* **YOUR INSTRUCTIONS**
Write out each record below exactly as it appears, with no pictures.

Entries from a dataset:
=-=-=
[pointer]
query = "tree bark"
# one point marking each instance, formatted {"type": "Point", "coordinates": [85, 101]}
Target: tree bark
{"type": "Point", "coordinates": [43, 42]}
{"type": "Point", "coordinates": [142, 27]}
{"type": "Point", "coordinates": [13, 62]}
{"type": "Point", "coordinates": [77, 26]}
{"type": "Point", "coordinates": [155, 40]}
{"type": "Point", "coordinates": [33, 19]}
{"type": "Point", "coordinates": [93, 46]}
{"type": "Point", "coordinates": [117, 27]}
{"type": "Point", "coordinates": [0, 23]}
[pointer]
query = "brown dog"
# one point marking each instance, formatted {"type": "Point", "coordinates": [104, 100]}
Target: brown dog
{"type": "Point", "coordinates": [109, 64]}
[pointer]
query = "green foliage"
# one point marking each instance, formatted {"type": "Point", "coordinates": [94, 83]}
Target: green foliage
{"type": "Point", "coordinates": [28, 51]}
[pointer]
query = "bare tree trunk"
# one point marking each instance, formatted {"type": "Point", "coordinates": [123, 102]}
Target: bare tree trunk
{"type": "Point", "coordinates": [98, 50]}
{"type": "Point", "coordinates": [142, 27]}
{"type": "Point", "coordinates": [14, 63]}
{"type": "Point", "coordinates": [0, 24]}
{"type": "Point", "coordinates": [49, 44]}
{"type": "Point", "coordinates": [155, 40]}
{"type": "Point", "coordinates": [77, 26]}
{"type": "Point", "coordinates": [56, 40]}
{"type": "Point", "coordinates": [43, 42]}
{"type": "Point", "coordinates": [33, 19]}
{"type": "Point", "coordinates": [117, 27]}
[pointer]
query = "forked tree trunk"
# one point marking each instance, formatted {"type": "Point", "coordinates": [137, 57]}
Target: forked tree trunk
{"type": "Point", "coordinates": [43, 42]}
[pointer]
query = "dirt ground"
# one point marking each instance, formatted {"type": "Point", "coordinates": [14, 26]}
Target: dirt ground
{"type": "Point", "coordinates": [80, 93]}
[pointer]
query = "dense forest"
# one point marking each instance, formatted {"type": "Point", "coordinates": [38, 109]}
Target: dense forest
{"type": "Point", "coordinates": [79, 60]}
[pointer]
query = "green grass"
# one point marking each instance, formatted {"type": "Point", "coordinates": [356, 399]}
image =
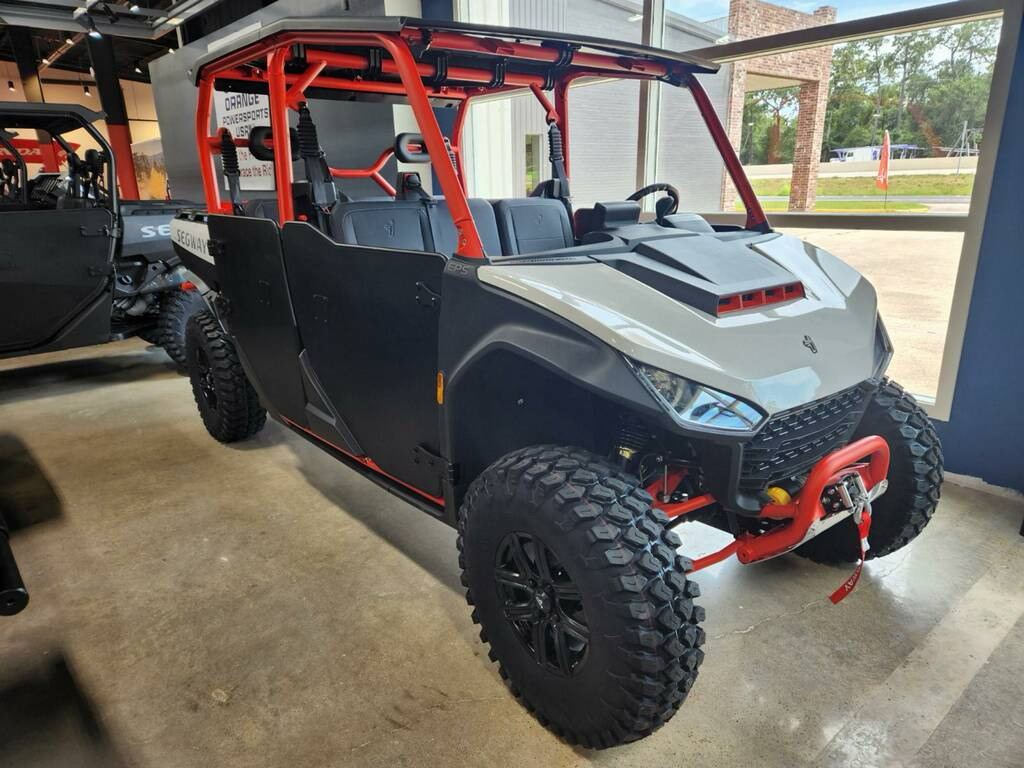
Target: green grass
=-=-=
* **TASK OUTPUT**
[pointer]
query = "tree bark"
# one point marking each instance, formatted {"type": "Point", "coordinates": [85, 101]}
Target: tree bark
{"type": "Point", "coordinates": [43, 42]}
{"type": "Point", "coordinates": [142, 27]}
{"type": "Point", "coordinates": [13, 62]}
{"type": "Point", "coordinates": [77, 26]}
{"type": "Point", "coordinates": [155, 40]}
{"type": "Point", "coordinates": [33, 19]}
{"type": "Point", "coordinates": [93, 46]}
{"type": "Point", "coordinates": [117, 27]}
{"type": "Point", "coordinates": [0, 23]}
[pointer]
query = "brown dog"
# one point marking each instance, formatted {"type": "Point", "coordinates": [104, 100]}
Target: brown dog
{"type": "Point", "coordinates": [109, 64]}
[pointer]
query = "green foliage"
# one point marking each instance, formatted {"type": "Point", "coordinates": [94, 83]}
Target: green foliage
{"type": "Point", "coordinates": [28, 51]}
[pointer]
query = "bare tree trunk"
# one point marking each instance, formatted {"type": "Point", "coordinates": [123, 102]}
Target: bare tree trunk
{"type": "Point", "coordinates": [98, 50]}
{"type": "Point", "coordinates": [142, 27]}
{"type": "Point", "coordinates": [14, 63]}
{"type": "Point", "coordinates": [0, 24]}
{"type": "Point", "coordinates": [49, 44]}
{"type": "Point", "coordinates": [155, 40]}
{"type": "Point", "coordinates": [77, 26]}
{"type": "Point", "coordinates": [56, 40]}
{"type": "Point", "coordinates": [43, 42]}
{"type": "Point", "coordinates": [33, 19]}
{"type": "Point", "coordinates": [117, 27]}
[pointer]
query = "forked tree trunk"
# one point marking each instance, formatted {"type": "Point", "coordinates": [137, 57]}
Target: forked tree trunk
{"type": "Point", "coordinates": [43, 42]}
[pointer]
query = "dirt ground"
# one point marking each instance, formatted {"type": "Point", "coordinates": [14, 26]}
Target: dirt ground
{"type": "Point", "coordinates": [80, 93]}
[pointer]
query = "dense forest"
# one point marking each instance, formatted {"type": "Point", "coordinates": [38, 109]}
Target: dense forest
{"type": "Point", "coordinates": [79, 60]}
[pointer]
query = "green grass"
# one point marking each instance, formatted {"type": "Point", "coordinates": [356, 399]}
image =
Target: green grass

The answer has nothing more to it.